**TASK TO COMPLETE**
Copy the entries exactly. Their pictures do not belong in the copy.

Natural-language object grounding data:
+--
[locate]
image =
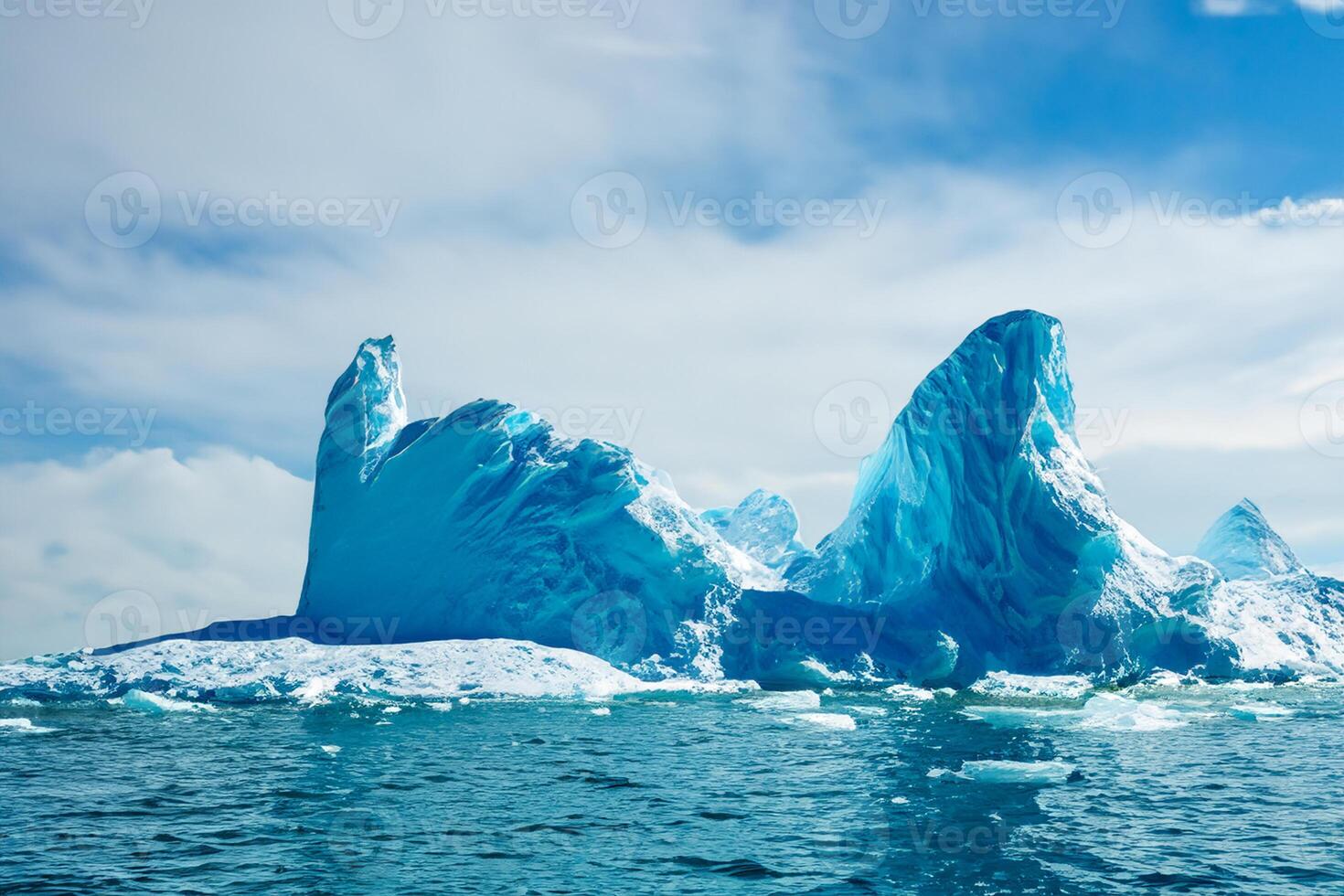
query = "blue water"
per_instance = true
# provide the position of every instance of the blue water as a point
(687, 795)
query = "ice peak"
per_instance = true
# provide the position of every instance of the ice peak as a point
(366, 407)
(1243, 546)
(1003, 372)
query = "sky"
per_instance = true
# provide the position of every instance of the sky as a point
(729, 234)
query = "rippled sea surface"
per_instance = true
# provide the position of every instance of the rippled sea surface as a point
(1183, 790)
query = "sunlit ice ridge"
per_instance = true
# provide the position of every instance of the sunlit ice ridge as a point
(978, 540)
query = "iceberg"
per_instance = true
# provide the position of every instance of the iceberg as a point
(489, 524)
(983, 536)
(978, 547)
(765, 527)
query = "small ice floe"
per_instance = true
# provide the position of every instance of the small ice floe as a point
(1018, 716)
(157, 703)
(785, 701)
(834, 720)
(316, 689)
(1104, 712)
(867, 710)
(1257, 710)
(1004, 772)
(909, 693)
(826, 673)
(1004, 684)
(1113, 712)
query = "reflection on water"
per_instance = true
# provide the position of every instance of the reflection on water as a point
(1180, 787)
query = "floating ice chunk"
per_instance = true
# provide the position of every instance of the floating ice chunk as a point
(835, 720)
(785, 701)
(826, 673)
(1003, 684)
(1257, 710)
(316, 689)
(1018, 716)
(156, 703)
(1004, 772)
(867, 710)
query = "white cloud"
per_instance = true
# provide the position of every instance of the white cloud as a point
(1195, 337)
(142, 543)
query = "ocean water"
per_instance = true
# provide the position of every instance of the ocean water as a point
(1167, 789)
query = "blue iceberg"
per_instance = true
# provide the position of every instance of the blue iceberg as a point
(981, 534)
(489, 524)
(978, 539)
(1283, 620)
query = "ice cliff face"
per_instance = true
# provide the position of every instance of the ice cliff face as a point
(983, 535)
(486, 523)
(1281, 618)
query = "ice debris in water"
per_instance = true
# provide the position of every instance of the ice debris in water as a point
(1003, 684)
(785, 700)
(1001, 772)
(1257, 710)
(23, 726)
(157, 703)
(834, 720)
(309, 673)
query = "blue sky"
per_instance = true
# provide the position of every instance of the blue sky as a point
(469, 139)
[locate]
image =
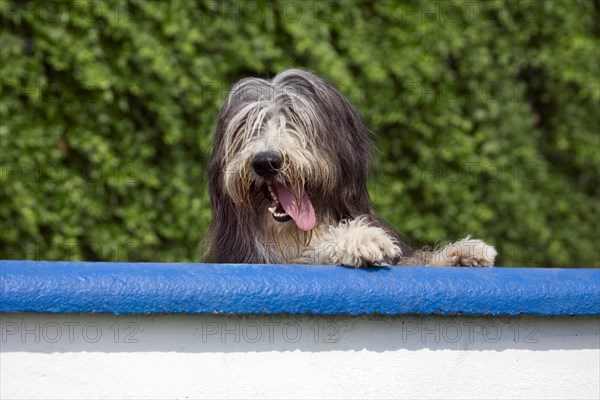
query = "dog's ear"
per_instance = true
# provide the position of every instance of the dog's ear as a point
(230, 235)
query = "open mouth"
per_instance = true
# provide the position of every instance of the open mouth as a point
(285, 205)
(276, 209)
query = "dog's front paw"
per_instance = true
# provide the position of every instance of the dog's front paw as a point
(356, 244)
(465, 253)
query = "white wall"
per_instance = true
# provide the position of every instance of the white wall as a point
(218, 357)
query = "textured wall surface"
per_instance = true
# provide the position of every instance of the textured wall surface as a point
(219, 357)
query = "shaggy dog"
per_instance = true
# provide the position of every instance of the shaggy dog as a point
(288, 183)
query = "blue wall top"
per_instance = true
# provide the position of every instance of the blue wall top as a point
(142, 288)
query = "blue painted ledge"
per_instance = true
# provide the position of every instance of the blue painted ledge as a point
(148, 288)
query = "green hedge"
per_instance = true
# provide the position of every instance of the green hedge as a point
(486, 114)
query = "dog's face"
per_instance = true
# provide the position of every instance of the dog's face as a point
(290, 149)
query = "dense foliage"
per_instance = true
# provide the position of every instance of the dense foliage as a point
(486, 114)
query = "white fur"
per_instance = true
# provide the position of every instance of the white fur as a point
(465, 252)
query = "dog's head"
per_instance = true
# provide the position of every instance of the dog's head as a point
(292, 148)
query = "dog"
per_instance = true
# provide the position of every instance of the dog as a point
(288, 183)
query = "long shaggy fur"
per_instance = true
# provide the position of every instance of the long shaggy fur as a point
(288, 182)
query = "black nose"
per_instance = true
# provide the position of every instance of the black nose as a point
(267, 163)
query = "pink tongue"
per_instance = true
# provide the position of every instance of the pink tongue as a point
(303, 214)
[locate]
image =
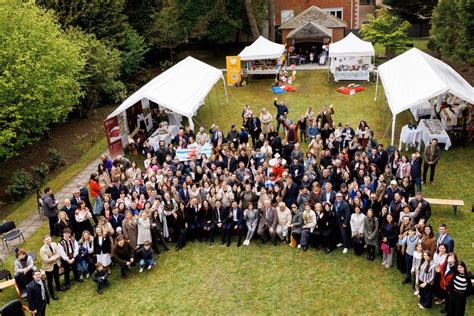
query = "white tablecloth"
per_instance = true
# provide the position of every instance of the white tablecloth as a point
(410, 137)
(423, 109)
(157, 136)
(433, 129)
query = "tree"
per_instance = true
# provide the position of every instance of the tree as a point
(100, 77)
(105, 19)
(40, 73)
(251, 19)
(387, 30)
(271, 20)
(414, 11)
(451, 32)
(167, 30)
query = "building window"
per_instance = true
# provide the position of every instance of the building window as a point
(287, 15)
(337, 12)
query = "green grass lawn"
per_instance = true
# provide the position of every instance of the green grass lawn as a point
(266, 279)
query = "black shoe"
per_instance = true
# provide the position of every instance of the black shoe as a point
(407, 280)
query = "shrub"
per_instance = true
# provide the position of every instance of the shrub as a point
(40, 171)
(20, 184)
(56, 158)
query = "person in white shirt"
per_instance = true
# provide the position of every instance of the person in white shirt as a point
(284, 221)
(68, 250)
(357, 229)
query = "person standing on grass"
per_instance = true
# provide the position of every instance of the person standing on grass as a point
(124, 255)
(426, 280)
(50, 209)
(371, 231)
(432, 155)
(461, 288)
(68, 250)
(51, 264)
(100, 277)
(415, 171)
(282, 111)
(37, 295)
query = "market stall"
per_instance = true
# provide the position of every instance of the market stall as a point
(351, 58)
(261, 58)
(414, 78)
(176, 93)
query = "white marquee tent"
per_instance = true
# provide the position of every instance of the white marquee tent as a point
(181, 89)
(415, 77)
(348, 52)
(351, 45)
(262, 48)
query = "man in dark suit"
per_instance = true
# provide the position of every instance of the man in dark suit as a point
(37, 295)
(116, 219)
(255, 128)
(70, 210)
(139, 188)
(342, 212)
(432, 155)
(423, 206)
(194, 225)
(235, 221)
(442, 237)
(268, 220)
(328, 194)
(219, 219)
(50, 209)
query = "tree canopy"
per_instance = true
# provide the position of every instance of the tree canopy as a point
(387, 30)
(40, 67)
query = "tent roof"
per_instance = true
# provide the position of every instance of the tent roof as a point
(262, 49)
(316, 15)
(351, 45)
(309, 30)
(414, 77)
(182, 88)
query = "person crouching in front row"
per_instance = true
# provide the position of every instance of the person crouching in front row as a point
(101, 277)
(147, 256)
(123, 253)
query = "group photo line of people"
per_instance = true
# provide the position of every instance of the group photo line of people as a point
(257, 185)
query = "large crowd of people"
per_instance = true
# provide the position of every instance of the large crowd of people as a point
(258, 185)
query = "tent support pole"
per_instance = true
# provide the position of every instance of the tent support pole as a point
(376, 87)
(225, 91)
(191, 123)
(394, 119)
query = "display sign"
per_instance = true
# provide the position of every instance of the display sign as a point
(233, 70)
(114, 136)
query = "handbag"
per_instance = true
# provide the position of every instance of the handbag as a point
(385, 248)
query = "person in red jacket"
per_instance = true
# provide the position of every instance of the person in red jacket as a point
(291, 131)
(95, 191)
(446, 275)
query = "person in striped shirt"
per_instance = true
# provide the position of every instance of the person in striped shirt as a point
(461, 287)
(426, 280)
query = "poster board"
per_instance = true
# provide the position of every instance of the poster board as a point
(233, 70)
(114, 136)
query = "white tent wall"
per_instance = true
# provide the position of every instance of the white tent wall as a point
(262, 48)
(415, 77)
(181, 89)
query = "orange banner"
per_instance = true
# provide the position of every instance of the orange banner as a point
(233, 70)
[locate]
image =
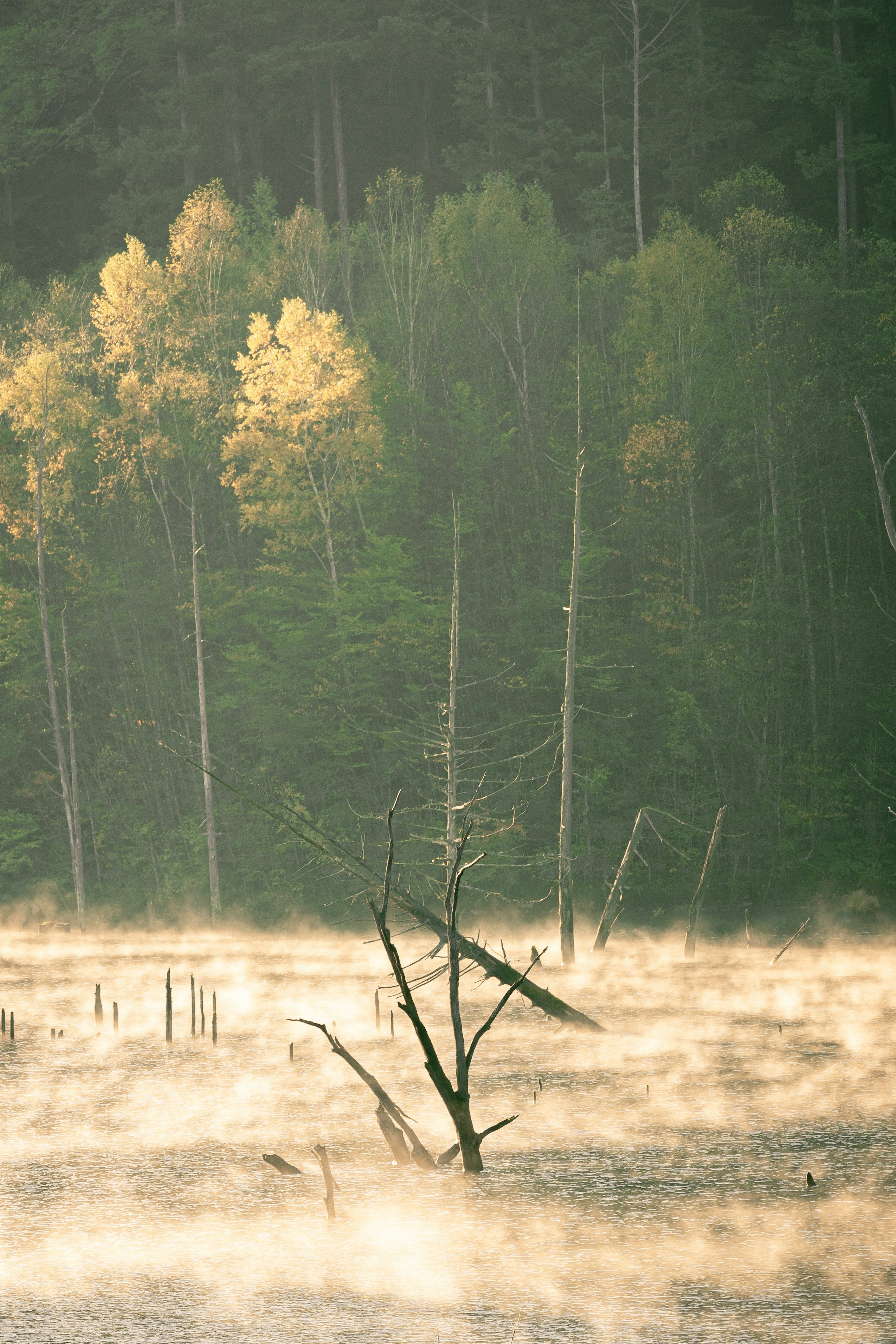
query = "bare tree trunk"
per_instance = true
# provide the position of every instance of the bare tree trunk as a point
(190, 173)
(691, 937)
(490, 84)
(636, 124)
(879, 476)
(451, 822)
(604, 127)
(614, 900)
(339, 147)
(536, 87)
(319, 143)
(203, 729)
(78, 861)
(565, 875)
(841, 158)
(232, 131)
(72, 818)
+--
**EXERCISE RESULT**
[locate]
image =
query = "blue water"
per_instance = true
# provide the position of every instance of the blue water as a point
(687, 795)
query = "ice peak"
per_instance = true
# provide the position of every instance of the ice peak as a point
(366, 407)
(1243, 546)
(1003, 372)
query = "sky"
per_instance = true
# provide the position of every instance of the sky as a point
(729, 234)
query = "rippled sea surface"
per_instance = true
# provide the position of every instance of the rippled sea surface as a point
(1183, 790)
query = "sunlit ice ridge"
per_instance = true
# provide the position of every instance of the sunlit ice ridge as a point
(978, 540)
query = "iceberg"
per_instance = true
# provide the position of every instance of the iceberg as a point
(489, 524)
(983, 536)
(978, 547)
(765, 527)
query = "small ice floe"
per_instance = true
# provide the position of every instance of the small ice floe as a point
(1018, 716)
(157, 703)
(785, 701)
(834, 720)
(316, 689)
(1104, 712)
(867, 710)
(1257, 710)
(1004, 772)
(909, 693)
(826, 673)
(1004, 684)
(1113, 712)
query = "reflection on water"
per_instance = true
# provide the position of every instance of the reflection on water as a point
(1180, 787)
query = "floating ice chunk"
per_instance = true
# provide the position of every instance of the floating ice chunk as a point
(835, 720)
(785, 701)
(826, 673)
(1003, 684)
(1257, 710)
(316, 689)
(1018, 716)
(156, 703)
(1004, 772)
(867, 710)
query = "white cloud"
per_instance = true
# provide the position of every instance of the white cloud as a point
(1195, 337)
(142, 543)
query = "ocean water"
per_instance = true
# provide the position of every instance of the ocean water as a point
(1167, 789)
query = "blue iceberg"
per_instance = true
# provide the position of every instance of the blue iceberg as a point
(981, 534)
(489, 524)
(978, 539)
(1283, 620)
query = "ice cliff face"
per_instance = true
# provide the position of every instance of the ice cliff face as a point
(983, 535)
(486, 523)
(1281, 618)
query = "ice debris in water"
per_instance = true
# provide the position of every instance of the ice debris in water as a point
(1003, 684)
(785, 700)
(1001, 772)
(1257, 710)
(23, 726)
(157, 703)
(834, 720)
(309, 673)
query = "blue sky"
per_instance = true
# provide the position of every instance of the blue sky as a point
(469, 139)
[locate]
image =
query = "dog's ear"
per_instance = true
# provide the position of every instance of the dog's ear as a point
(230, 235)
query = "open mouth"
per_instance = true
# provide the position of every instance of the open mouth as a point
(285, 205)
(276, 209)
query = "dog's front paw"
per_instance = true
# provide the position of every instance of the dog's front paw as a point
(356, 244)
(465, 253)
query = "white wall"
per_instance = true
# provide the position of every instance of the white wall as a point
(218, 357)
query = "textured wall surface"
per_instance = true
# provide the position of every instance of the textured wall surface as a point
(219, 357)
query = "shaggy dog"
per_instance = true
# provide the position of every instance of the shaggy dog as a point
(288, 183)
query = "blue wall top"
per_instance = true
# provide the position of every instance of the blue wall top as a point
(142, 288)
query = "blue painted ledge"
per_instance = true
# provide the position of every instance of the blue painted ledge as a point
(148, 288)
query = "green hedge"
per_instance = true
# provide the position of every instance of the green hedge as a point
(486, 114)
query = "dog's face"
per_instance = true
# provide the position of every instance of the dog's face as a point
(290, 149)
query = "dense foliage"
per_instance = true
# provide the position of every instance of the dense foliage as a point
(486, 114)
query = "white fur"
per_instance = true
# provide the position of every instance of the white fur as a point
(465, 252)
query = "dog's head"
per_instance = true
# provide the position of every instance of the dog's head as a point
(292, 148)
query = "dog"
per_instance = true
# provide the position of every instance of the dog as a point
(288, 183)
query = "long shaggy fur"
per_instance = true
# provide the position of every instance of the long shaggy fur as a point
(288, 182)
query = "black nose"
per_instance = true
# provide the position of every instance of the black nose as a point
(267, 163)
query = "pink tongue"
per_instance = true
# provide the position of every instance of the pink tongue as a point
(303, 214)
[locate]
image =
query = "white tablecloth"
per_instance = true
# provide the position of every instance of the white tablecloth as a point
(410, 137)
(423, 109)
(157, 136)
(433, 129)
query = "tree"
per_instance = true
# provide the position of every instance of the tree as a point
(100, 77)
(105, 19)
(40, 73)
(251, 19)
(387, 30)
(271, 20)
(414, 11)
(451, 32)
(167, 30)
query = "building window"
per_instance = true
# provide the position of every instance of the building window as a point
(287, 15)
(337, 12)
query = "green grass lawn"
per_instance = true
# provide the position of every instance of the green grass lawn as a point
(266, 279)
query = "black shoe"
per_instance = true
# provide the position of every instance of the black shoe as a point
(407, 280)
query = "shrub"
per_instance = true
# provide the position of every instance of the shrub as a point
(40, 171)
(20, 184)
(56, 158)
query = "person in white shirt"
per_instance = true
# provide the position of every instance of the person in white shirt as a point
(284, 221)
(68, 250)
(357, 229)
query = "person standing on grass"
per_instance = true
# provide the position of every instance of the person standing on grass as a point
(124, 255)
(426, 280)
(50, 209)
(371, 231)
(432, 155)
(461, 288)
(68, 250)
(51, 264)
(100, 277)
(415, 171)
(282, 111)
(37, 295)
query = "market stall"
per_instance = true
# provide the position of every instance of the market stall as a point
(351, 58)
(261, 58)
(414, 78)
(176, 93)
query = "white marquee tent"
per_instance = true
# provide the position of every instance of the white marquee tent as a point
(181, 89)
(415, 77)
(348, 52)
(351, 45)
(262, 48)
query = "man in dark suit"
per_instance = true
# provide the position of every instance of the man in dark suit as a point
(37, 295)
(116, 219)
(255, 128)
(70, 210)
(139, 188)
(342, 212)
(432, 155)
(423, 206)
(194, 225)
(235, 221)
(442, 237)
(268, 220)
(328, 194)
(219, 219)
(50, 209)
query = "tree canopy"
per_instance = true
# provide the position of every instance of the tree canopy as a point
(387, 30)
(40, 67)
query = "tent roof"
per_instance = true
# provide the position of every instance of the tent roof as a point
(262, 49)
(316, 15)
(351, 45)
(309, 30)
(414, 77)
(182, 88)
query = "person crouching in front row"
per_instance = true
# provide the position of every instance of the person crouching in front row as a point
(101, 277)
(147, 256)
(123, 253)
query = "group photo line of people"
per_instance = true
# provide the position of every instance of the group photo line of people as a point
(257, 185)
query = "large crowd of people"
per_instance = true
# provide the position of every instance of the large crowd of people as a point
(258, 185)
query = "tent support pole"
per_instance = true
# provide the position of every instance of the tent support pole as a point
(376, 87)
(225, 91)
(191, 123)
(394, 119)
query = "display sign"
per_instance = true
# provide the position of every instance of the display sign as a point
(233, 70)
(114, 136)
query = "handbag"
per_instance = true
# provide the position of every instance of the handbag as a point
(385, 248)
query = "person in red jacket"
per_instance = true
# provide the position of every instance of the person in red jacket as a point
(291, 131)
(95, 191)
(446, 275)
query = "person in striped shirt"
per_instance = true
# provide the position of every instance of the person in striped shirt as a point
(461, 287)
(426, 280)
query = "poster board"
per_instance = true
# provide the position of every instance of the poster board as a point
(233, 70)
(114, 136)
query = "white tent wall"
per_instance = true
# provide the position of every instance of the white tent wall as a point
(262, 48)
(415, 77)
(181, 89)
query = "orange banner"
per_instance = true
# provide the position of every instance of the orange banner as a point
(233, 70)
[locate]
image =
query = "bare tree trunk"
per_instance = true
# provide the position of every instance of the bare tree trunk as a point
(190, 173)
(691, 937)
(490, 84)
(636, 124)
(879, 476)
(451, 822)
(604, 127)
(614, 900)
(339, 147)
(536, 87)
(319, 143)
(203, 729)
(78, 861)
(565, 875)
(841, 158)
(232, 131)
(72, 818)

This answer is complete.